■ SOURCE ■
▼▼▼

Bad asr prediction on audio with a bit of noise

Hi, first of all, thank you for providing this repo! I was able to set up speech recognition on my Jetson Nano 2GB relatively easily with it. However, the quality of the prediction with the microphone I'm using is quite poor:

First I checked the provided dusty.wav file with the asr.py example. The predicted full sentences are, just as in the readme, pretty good:

hi hi this is dusty check on two two three.
what's the weather going to be tomorrow in pittsburg.
today is wednesday tomorrow is thursday.
i would like to order a large pepperoni pizza.

Then I tried to play this audio on a speaker and record it with the microphone that I intend to use for detection. It produced this audio file. If you play it, you can hear some noise, but you can still hear the voice very clearly (apart from the first 5 seconds). Still, the prediction on it is pretty bad:

they're going to be.
dawned.
thursday.
larger.
i going tomorrow.
this.
chat.
so.
three.

▲▲▲

■ PROBLEMS ■
1. In the forum post on noisy speech recognition, what device did the poster set up speech recognition on?
2. Reproduce the stretch of the forum post on noisy speech recognition from "i would like" through "i going tomorrow.", word for word.
3. Carry on the forum post on noisy speech recognition from its last line.

Rows from a dataset
▼▼▼

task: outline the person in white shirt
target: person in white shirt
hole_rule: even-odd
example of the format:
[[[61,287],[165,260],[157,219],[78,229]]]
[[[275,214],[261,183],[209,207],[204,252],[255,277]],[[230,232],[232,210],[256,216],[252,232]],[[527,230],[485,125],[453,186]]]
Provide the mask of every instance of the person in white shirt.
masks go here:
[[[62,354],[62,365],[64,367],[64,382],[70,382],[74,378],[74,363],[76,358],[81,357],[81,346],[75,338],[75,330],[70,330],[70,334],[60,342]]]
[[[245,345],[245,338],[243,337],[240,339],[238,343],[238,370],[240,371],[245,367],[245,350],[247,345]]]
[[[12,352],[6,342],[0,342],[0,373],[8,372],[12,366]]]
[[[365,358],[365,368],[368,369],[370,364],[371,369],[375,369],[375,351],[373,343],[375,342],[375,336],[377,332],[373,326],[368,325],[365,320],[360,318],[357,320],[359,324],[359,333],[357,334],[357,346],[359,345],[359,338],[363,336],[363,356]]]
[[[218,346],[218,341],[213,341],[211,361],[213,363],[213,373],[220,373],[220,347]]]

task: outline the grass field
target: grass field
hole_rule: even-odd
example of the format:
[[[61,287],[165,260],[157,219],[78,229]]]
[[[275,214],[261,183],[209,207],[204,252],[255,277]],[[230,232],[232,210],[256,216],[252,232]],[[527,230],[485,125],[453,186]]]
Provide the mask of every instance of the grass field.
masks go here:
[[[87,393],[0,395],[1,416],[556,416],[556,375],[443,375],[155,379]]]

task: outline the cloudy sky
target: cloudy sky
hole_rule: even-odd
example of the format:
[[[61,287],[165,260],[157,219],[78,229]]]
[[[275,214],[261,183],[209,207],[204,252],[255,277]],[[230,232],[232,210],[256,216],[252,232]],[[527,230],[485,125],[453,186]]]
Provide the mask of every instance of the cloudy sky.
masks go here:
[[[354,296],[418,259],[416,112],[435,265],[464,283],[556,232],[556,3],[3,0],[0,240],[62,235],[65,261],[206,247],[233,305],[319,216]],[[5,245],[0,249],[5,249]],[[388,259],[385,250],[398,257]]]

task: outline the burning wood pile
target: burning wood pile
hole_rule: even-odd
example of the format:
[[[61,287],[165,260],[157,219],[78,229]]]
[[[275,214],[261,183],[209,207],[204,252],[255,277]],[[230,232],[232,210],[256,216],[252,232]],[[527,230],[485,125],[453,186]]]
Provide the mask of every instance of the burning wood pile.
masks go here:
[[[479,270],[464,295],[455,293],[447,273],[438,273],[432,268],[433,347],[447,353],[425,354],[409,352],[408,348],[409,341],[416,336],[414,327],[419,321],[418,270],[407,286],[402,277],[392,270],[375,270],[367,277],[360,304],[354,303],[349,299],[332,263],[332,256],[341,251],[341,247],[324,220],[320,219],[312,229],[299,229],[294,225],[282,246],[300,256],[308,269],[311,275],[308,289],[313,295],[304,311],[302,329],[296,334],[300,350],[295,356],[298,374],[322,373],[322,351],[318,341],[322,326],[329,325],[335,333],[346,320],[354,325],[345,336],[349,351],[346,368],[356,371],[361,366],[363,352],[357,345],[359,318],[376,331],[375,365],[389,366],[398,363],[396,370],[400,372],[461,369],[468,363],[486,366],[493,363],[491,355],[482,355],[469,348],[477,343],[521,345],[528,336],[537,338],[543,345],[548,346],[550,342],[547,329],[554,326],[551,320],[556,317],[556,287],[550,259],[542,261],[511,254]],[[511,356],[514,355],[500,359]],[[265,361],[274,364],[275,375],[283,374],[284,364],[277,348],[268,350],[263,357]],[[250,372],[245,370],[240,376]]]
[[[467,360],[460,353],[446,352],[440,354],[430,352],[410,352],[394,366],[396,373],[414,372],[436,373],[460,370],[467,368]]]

▲▲▲

■ EXERCISE ANSWERS ■
1. A Jetson Nano 2GB.

2.
i would like to order a large pepperoni pizza.

Then I tried to play this audio on a speaker and record it with the microphone that I intend to use for detection. It produced this audio file. If you play it, you can hear some noise, but you can still hear the voice very clearly (apart from the first 5 seconds). Still, the prediction on it is pretty bad:

they're going to be.
dawned.
thursday.
larger.
i going tomorrow.

3.
what weather.
tomorrow pittsburgh.
today is wednesday.
rotary.
ron.
is going tomorrow.
this is dusty.
ca no.
the.
what the weather tomorrow in pittsburgh.
today is wednesday tomorrow's thursday.

When I talk myself, the prediction is similarily bad.

Do you have an idea what might be the cause of it? Maybe there is a relatively simple fix to the preprocessing pipeline or some configuration that I can try? I noticed that my recording has a very tiny echo. Maybe it's worth a shot to augment the training data in a similar way and retrain it? If you think that might help, can you outline how I would be able to do that? Or is there maybe a better version of the quarznet model out there? You mentioned RIVA in another issue. Sadly I cannot use that because I need to make it work on the Jetson Nano 2GB. And quarznet already uses 95% of the memory I have. So it would be nice to make it work.

quartznet is very light network for this stuff, try citrinet or conformer NN. Conformer has much better results but you need to implement your own bpe decoder

Thanks for the reply! I downloaded stt_en_conformer_ctc_small.nemo model and converted it to onnx with scripts/nemo_export_onnx.py (I had to do this on my desktop pc, the nano didn't have enough ram to do this). I then copied the resulting .onnx and .json file into a copy of quartznet-15x5_en and edited the json file to include "ctc_decoder". When I run it I get this error message:

[2023-04-08 14:19:00] asr.py:77 - Traceback (most recent call last):
  File "examples/asr.py", line 63, in <module>
    results = asr(samples)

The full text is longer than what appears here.